Coordinate annotation records
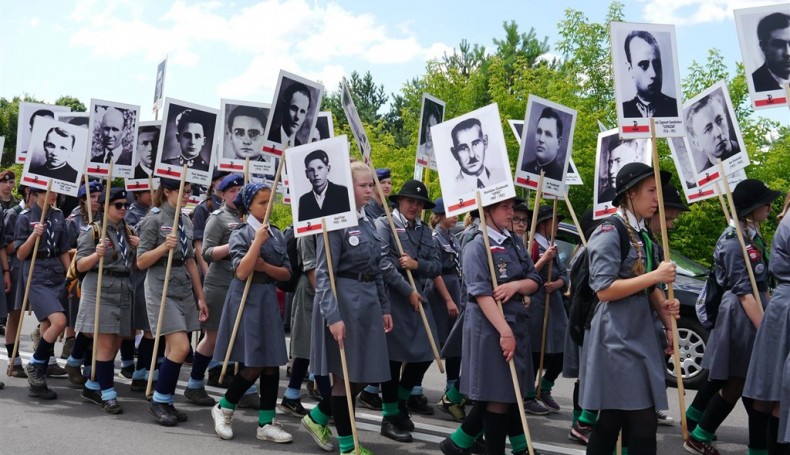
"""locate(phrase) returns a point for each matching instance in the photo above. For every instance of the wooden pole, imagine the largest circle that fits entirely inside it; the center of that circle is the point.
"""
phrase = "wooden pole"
(511, 363)
(248, 283)
(169, 267)
(101, 273)
(409, 276)
(343, 362)
(26, 296)
(670, 288)
(547, 302)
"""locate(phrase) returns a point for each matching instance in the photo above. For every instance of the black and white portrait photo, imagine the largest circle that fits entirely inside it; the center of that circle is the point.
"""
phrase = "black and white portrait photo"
(471, 155)
(432, 113)
(294, 112)
(357, 130)
(764, 36)
(113, 129)
(611, 155)
(28, 113)
(159, 86)
(545, 145)
(57, 152)
(646, 78)
(188, 140)
(713, 134)
(319, 178)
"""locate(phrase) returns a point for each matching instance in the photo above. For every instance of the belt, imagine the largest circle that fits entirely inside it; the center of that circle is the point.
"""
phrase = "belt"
(364, 277)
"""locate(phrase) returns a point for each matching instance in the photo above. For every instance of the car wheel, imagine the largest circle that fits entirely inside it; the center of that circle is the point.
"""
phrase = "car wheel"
(692, 340)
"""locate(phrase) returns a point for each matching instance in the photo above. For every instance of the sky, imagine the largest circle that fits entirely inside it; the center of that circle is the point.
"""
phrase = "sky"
(234, 49)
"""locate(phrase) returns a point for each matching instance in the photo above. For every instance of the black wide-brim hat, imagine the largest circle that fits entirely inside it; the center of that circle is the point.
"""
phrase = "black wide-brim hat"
(631, 175)
(414, 189)
(751, 194)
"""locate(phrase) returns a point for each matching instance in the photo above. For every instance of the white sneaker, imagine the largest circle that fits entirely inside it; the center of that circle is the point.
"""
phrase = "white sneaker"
(274, 432)
(223, 419)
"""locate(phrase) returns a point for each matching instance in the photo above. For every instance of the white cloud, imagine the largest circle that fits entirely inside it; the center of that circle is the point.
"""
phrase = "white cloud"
(689, 12)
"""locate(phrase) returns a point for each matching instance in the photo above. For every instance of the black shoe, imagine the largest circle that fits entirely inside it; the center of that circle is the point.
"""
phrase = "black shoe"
(389, 429)
(43, 392)
(162, 414)
(419, 405)
(448, 447)
(179, 415)
(111, 406)
(94, 396)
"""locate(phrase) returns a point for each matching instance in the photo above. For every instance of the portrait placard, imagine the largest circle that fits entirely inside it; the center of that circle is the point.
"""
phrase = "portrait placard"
(28, 113)
(764, 36)
(471, 155)
(646, 79)
(319, 177)
(294, 113)
(431, 114)
(713, 133)
(147, 142)
(188, 138)
(57, 152)
(545, 145)
(357, 130)
(113, 128)
(611, 155)
(243, 125)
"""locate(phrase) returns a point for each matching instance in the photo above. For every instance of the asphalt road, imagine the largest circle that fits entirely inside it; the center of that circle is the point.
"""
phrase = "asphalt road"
(70, 425)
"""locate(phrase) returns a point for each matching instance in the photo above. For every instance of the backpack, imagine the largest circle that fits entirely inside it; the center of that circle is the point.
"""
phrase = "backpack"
(293, 257)
(583, 299)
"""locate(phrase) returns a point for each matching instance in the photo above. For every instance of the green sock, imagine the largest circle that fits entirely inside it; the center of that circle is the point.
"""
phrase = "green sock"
(346, 443)
(588, 418)
(462, 439)
(225, 404)
(546, 385)
(518, 443)
(701, 435)
(319, 417)
(694, 414)
(455, 396)
(576, 414)
(389, 409)
(266, 416)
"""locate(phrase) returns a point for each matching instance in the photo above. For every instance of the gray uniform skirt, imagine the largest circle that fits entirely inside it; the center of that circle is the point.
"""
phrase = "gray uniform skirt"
(301, 318)
(115, 311)
(180, 313)
(771, 347)
(730, 343)
(260, 341)
(486, 374)
(46, 287)
(365, 343)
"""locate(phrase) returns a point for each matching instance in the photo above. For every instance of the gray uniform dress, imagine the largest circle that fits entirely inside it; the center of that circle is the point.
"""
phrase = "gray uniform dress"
(558, 318)
(115, 312)
(48, 283)
(730, 343)
(485, 373)
(133, 217)
(449, 252)
(302, 316)
(408, 342)
(220, 272)
(621, 365)
(180, 313)
(772, 343)
(260, 341)
(361, 303)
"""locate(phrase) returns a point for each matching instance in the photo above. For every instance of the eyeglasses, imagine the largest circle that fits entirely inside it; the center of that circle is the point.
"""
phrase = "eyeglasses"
(251, 133)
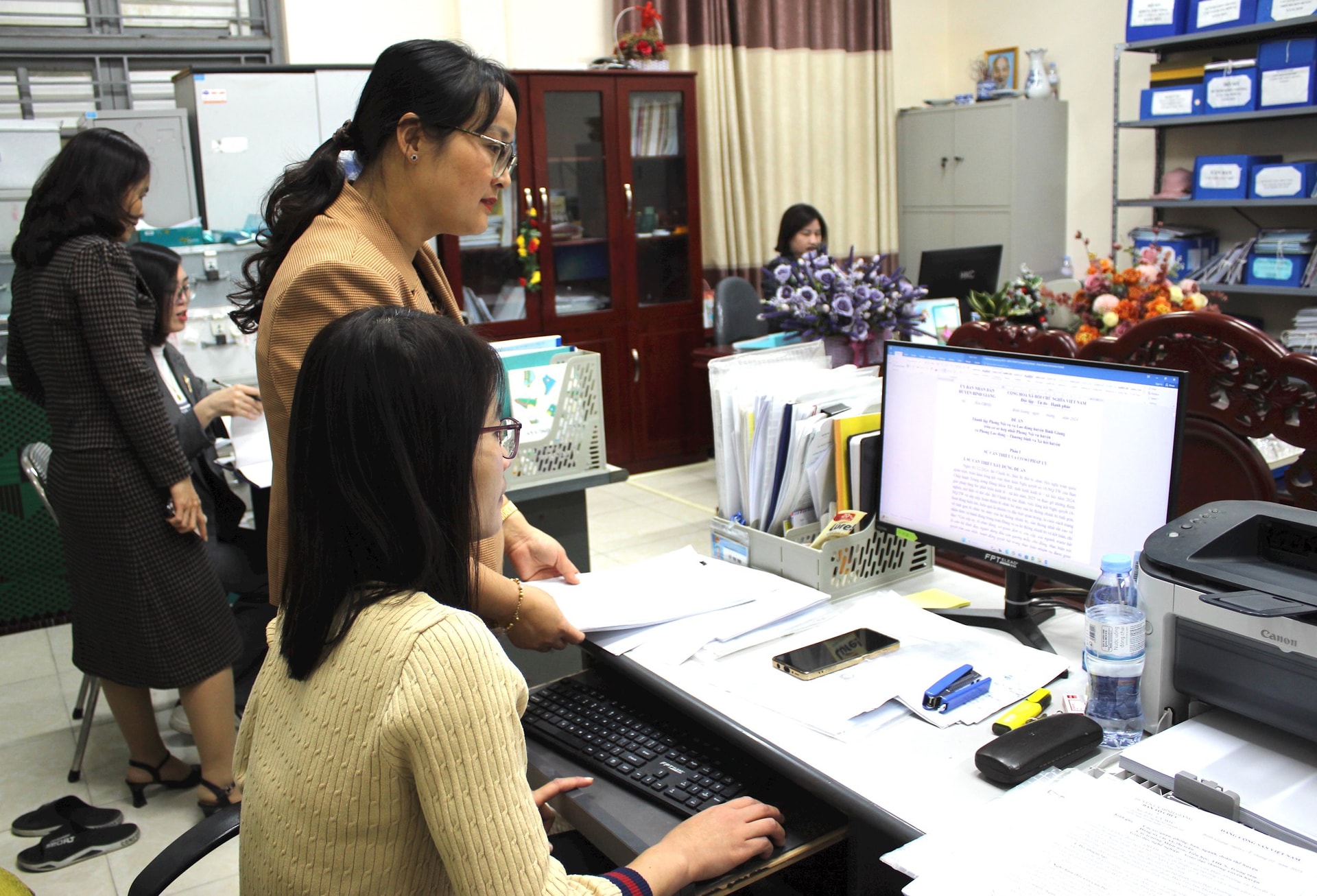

» Task prompt: Pick out every row above that contains the string "asphalt", and copy each of those rows.

» Answer for this exercise:
"""locate(phrase) returns a point for each matching instance in the photo above. For every instance of the asphalt road, imagine the largest circle that fits entirely inside it; the center of that circle is the point.
phrase = "asphalt road"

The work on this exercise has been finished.